┌─ EXCERPT TO READ

But as she tells her life story from an armchair in front of the fireplace in her Eliot House office, her legs casually tucked underneath her, Bruzelius admits that she's never really done what's been expected of her.

Her clothing is not that of a typical Harvard administrator. Dressed in an orange blouse, a miniskirt and neon tights with orange and purple accents, Bruzelius is notorious for her bright outfits.

Conforming to the Harvard mold was never Bruzelius' style.

Indeed, instead of going directly to college after high school, Bruzelius took a year off to move to Denmark, where she apprenticed under her aunt, a famous Danish weaver.

That experience, she says, allowed her an opportunity to recoup from what she describes as an "unpleasant" high school experience in Redding, Conn.

"I spoke Danish, I ate all sorts of good pastry and I mellowed out," she says.

Even the decision to come to Harvard was never clear-cut--despite having a mother who was a Radcliffe alum.

Bruzelius recalls applying to four colleges: Bryn Mawr, Wellesley, Harvard and Yale. At her interview for Yale, the female interviewer tried to impress upon the young Bruzelius how lucky she was to have a shot at being among the first women accepted to the college.

"My feeling was that the shoe was entirely on the other foot," Bruzelius jokes.

└─

* _STATED EXERCISE A_
Reproduce the passage of the Bruzelius profile word for word, everything from "Bruzelius recalls applying" down to "to the college.".

┌─ DATA SECTION

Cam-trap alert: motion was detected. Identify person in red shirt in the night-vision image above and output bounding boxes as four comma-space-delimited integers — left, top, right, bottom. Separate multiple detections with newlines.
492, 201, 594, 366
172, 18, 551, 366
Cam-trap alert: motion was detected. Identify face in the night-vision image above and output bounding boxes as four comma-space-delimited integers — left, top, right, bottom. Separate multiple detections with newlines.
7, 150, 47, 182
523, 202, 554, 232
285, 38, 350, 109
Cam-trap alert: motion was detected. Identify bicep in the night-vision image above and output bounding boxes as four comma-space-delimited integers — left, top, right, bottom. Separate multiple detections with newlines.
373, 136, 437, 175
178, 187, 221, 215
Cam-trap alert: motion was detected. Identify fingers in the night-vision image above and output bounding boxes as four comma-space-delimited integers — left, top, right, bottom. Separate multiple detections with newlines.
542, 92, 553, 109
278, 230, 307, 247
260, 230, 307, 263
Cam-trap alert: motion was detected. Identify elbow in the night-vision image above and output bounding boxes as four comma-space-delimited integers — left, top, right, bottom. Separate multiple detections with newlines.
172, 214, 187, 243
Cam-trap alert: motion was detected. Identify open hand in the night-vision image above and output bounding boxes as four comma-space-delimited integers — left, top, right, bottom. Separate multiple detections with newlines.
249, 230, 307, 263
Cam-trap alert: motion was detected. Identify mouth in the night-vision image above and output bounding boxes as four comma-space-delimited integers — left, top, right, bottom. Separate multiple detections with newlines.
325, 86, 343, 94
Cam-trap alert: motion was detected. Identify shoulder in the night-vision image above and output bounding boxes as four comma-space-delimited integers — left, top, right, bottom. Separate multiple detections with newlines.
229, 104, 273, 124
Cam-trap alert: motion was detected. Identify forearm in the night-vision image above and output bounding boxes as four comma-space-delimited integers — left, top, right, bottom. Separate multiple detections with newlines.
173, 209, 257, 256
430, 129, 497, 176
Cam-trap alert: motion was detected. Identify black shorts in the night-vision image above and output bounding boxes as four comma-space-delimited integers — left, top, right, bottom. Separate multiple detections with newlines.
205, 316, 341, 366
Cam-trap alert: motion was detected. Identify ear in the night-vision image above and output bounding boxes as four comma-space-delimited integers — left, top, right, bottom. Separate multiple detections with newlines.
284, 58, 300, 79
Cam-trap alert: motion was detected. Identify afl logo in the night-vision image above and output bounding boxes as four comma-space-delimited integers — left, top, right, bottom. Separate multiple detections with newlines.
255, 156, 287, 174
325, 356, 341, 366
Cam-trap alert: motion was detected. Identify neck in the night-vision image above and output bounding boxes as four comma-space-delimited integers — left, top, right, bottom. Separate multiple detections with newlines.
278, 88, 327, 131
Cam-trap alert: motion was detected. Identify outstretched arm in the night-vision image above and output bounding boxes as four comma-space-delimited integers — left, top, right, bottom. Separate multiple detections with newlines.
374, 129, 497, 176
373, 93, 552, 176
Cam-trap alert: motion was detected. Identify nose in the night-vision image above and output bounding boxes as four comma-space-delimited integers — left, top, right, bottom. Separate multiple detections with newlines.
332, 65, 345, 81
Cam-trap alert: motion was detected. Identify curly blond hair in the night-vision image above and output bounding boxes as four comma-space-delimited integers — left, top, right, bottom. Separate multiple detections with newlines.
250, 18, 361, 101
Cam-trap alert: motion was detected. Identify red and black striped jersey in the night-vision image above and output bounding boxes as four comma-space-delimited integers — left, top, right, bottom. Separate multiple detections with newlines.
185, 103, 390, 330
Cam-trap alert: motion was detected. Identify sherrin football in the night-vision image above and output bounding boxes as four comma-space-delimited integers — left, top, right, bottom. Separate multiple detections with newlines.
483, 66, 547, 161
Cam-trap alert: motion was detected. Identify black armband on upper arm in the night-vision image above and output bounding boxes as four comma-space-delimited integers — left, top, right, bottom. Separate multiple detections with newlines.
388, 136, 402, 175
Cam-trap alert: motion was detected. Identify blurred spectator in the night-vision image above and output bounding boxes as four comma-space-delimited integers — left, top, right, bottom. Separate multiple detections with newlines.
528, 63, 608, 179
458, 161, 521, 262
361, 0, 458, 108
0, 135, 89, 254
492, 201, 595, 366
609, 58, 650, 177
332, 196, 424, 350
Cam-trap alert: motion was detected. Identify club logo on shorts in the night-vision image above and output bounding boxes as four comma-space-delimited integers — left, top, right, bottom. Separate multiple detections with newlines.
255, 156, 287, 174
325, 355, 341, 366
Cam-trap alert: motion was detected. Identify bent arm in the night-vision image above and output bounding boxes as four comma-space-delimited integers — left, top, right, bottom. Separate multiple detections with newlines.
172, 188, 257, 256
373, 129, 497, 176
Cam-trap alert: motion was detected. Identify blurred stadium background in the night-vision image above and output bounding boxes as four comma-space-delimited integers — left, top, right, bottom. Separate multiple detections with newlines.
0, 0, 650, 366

└─

* _STATED EXERCISE B_
Gather every line in the records that contains the string "blurred".

* _FULL OUTPUT A_
Bruzelius recalls applying to four colleges: Bryn Mawr, Wellesley, Harvard and Yale. At her interview for Yale, the female interviewer tried to impress upon the young Bruzelius how lucky she was to have a shot at being among the first women accepted to the college.

* _FULL OUTPUT B_
Cam-trap alert: motion was detected. Identify blurred spectator in the night-vision image above and output bounding boxes as four comma-space-delimited integers — left, top, right, bottom. Separate multiple detections with newlines.
Cam-trap alert: motion was detected. Identify blurred stadium background in the night-vision image above and output bounding boxes as four comma-space-delimited integers — left, top, right, bottom. Separate multiple detections with newlines.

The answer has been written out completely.